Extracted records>
__________________________________________________

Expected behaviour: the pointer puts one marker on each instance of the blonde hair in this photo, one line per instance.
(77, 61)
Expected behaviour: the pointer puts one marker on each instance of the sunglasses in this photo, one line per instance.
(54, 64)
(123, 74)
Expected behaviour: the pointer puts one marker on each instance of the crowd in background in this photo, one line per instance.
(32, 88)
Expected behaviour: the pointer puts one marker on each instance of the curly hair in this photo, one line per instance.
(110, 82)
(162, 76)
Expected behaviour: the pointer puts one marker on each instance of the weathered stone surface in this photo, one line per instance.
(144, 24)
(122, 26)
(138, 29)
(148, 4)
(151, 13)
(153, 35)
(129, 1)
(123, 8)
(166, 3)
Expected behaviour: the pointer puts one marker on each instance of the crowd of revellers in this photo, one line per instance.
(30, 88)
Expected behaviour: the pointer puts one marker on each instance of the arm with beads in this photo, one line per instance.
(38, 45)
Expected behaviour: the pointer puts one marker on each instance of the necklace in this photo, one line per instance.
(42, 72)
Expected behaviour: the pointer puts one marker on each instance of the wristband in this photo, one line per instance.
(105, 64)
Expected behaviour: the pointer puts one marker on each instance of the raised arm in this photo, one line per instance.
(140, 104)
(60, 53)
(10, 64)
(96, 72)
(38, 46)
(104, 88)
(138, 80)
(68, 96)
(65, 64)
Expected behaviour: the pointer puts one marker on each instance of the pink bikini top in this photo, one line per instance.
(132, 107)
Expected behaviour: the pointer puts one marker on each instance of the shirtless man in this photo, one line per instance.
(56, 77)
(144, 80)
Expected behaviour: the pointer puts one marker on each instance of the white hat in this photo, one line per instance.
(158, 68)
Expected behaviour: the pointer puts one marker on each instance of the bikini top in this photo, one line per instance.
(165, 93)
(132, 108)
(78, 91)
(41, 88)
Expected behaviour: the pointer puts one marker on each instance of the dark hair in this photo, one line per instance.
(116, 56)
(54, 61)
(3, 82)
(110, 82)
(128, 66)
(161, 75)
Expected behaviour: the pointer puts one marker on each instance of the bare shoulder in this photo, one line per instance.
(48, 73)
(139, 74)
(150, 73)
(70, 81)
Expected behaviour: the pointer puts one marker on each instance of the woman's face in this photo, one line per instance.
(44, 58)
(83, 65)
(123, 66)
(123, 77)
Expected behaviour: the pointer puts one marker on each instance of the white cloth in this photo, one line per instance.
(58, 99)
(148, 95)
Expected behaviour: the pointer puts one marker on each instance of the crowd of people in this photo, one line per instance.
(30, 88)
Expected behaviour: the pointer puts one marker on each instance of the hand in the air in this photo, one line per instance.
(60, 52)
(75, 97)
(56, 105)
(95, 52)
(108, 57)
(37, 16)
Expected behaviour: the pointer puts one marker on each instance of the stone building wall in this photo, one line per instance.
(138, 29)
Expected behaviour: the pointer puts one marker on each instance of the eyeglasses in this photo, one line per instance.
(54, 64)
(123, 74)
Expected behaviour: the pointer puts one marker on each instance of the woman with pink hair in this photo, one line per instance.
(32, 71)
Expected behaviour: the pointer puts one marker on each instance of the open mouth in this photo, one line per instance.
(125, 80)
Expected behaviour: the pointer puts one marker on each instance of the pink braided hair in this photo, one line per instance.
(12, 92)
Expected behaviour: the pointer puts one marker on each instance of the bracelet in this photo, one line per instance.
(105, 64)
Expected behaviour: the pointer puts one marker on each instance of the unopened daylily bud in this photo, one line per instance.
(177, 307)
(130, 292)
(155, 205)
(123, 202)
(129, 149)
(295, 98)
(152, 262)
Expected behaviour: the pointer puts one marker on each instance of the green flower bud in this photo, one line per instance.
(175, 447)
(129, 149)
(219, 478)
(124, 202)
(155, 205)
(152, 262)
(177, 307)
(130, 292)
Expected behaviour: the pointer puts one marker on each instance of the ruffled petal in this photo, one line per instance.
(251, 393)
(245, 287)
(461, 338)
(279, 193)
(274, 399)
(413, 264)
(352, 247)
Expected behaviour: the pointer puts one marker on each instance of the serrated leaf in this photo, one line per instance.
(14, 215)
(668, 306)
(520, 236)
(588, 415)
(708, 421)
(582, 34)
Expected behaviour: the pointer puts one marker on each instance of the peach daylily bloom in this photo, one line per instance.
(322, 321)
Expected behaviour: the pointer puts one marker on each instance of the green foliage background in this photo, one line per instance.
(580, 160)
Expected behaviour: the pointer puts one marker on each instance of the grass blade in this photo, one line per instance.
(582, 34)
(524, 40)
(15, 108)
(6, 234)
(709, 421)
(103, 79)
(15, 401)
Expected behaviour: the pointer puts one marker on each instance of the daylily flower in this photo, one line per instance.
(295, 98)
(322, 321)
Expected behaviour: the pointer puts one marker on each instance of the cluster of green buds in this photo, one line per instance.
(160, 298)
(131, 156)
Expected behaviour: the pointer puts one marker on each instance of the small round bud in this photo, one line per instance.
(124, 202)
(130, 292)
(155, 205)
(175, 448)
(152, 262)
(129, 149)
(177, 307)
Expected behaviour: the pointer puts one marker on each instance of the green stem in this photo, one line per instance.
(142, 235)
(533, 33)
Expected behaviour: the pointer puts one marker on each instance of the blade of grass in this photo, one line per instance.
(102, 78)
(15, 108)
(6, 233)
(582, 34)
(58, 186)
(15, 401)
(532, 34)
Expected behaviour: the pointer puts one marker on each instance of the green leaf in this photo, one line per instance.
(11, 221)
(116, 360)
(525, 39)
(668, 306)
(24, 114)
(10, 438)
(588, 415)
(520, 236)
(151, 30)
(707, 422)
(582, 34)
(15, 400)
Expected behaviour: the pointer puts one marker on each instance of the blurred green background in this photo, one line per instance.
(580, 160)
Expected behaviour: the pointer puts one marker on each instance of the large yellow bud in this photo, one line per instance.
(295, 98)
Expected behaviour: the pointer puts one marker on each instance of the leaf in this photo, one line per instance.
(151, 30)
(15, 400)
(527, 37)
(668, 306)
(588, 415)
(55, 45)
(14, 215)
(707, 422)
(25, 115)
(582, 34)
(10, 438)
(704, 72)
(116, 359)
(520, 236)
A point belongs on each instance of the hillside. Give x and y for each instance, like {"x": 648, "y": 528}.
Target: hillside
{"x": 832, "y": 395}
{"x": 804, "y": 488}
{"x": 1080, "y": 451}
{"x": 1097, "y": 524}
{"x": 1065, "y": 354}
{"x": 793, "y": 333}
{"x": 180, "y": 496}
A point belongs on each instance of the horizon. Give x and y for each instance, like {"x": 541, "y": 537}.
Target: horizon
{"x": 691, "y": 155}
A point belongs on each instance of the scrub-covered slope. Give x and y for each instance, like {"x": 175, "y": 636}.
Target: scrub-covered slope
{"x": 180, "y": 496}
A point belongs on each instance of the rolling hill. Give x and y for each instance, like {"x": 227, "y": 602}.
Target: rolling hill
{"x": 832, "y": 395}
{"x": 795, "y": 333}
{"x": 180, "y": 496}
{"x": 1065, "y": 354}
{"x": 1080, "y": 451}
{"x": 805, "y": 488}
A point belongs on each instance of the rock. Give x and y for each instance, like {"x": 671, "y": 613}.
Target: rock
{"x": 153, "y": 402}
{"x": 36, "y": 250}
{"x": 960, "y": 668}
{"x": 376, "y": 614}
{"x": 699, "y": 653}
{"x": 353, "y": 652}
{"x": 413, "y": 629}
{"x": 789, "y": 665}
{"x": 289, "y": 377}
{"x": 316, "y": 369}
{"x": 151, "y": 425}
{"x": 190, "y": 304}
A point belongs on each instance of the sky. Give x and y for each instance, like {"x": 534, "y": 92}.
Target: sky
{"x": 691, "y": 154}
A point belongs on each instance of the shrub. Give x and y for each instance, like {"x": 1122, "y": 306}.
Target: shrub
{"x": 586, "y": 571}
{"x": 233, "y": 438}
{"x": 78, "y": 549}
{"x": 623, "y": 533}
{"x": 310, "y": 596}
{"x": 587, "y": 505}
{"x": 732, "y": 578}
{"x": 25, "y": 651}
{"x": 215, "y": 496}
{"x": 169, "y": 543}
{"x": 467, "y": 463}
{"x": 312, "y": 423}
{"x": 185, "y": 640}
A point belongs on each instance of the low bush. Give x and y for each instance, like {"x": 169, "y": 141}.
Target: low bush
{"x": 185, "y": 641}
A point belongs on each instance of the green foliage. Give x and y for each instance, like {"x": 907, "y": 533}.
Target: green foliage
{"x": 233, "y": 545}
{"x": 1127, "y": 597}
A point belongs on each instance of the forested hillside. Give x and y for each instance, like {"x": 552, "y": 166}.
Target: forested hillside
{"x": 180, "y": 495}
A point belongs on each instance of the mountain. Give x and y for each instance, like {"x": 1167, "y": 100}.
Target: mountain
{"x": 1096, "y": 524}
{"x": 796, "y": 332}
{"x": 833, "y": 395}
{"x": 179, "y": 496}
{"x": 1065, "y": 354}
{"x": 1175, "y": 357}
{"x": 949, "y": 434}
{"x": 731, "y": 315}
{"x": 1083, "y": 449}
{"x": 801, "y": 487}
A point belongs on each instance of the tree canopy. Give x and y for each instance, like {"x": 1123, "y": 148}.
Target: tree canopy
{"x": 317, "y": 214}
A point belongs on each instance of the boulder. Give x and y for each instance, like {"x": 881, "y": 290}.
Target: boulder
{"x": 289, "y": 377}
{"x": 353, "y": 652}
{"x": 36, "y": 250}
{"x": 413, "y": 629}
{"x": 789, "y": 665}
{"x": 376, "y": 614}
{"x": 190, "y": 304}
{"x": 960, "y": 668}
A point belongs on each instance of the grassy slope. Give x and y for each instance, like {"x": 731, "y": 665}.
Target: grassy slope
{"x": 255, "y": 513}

__________________________________________________

Instructions to follow> Repeat, without change, each line of the data above from the one that contains "A point belongs on each instance of the tree" through the final line, counting both.

The solution>
A point belongs on each instance of the tree canopy. Give x and y for each instance, like {"x": 1123, "y": 148}.
Target: tree canopy
{"x": 317, "y": 214}
A point belongs on each instance of the boulder. Give x and y for each instance, like {"x": 881, "y": 290}.
Target: boulder
{"x": 289, "y": 377}
{"x": 353, "y": 652}
{"x": 36, "y": 250}
{"x": 413, "y": 629}
{"x": 789, "y": 665}
{"x": 376, "y": 614}
{"x": 190, "y": 304}
{"x": 960, "y": 668}
A point belongs on each instance of the grassy slope. Give x and y for each instance, like {"x": 731, "y": 665}.
Target: grassy slope
{"x": 255, "y": 513}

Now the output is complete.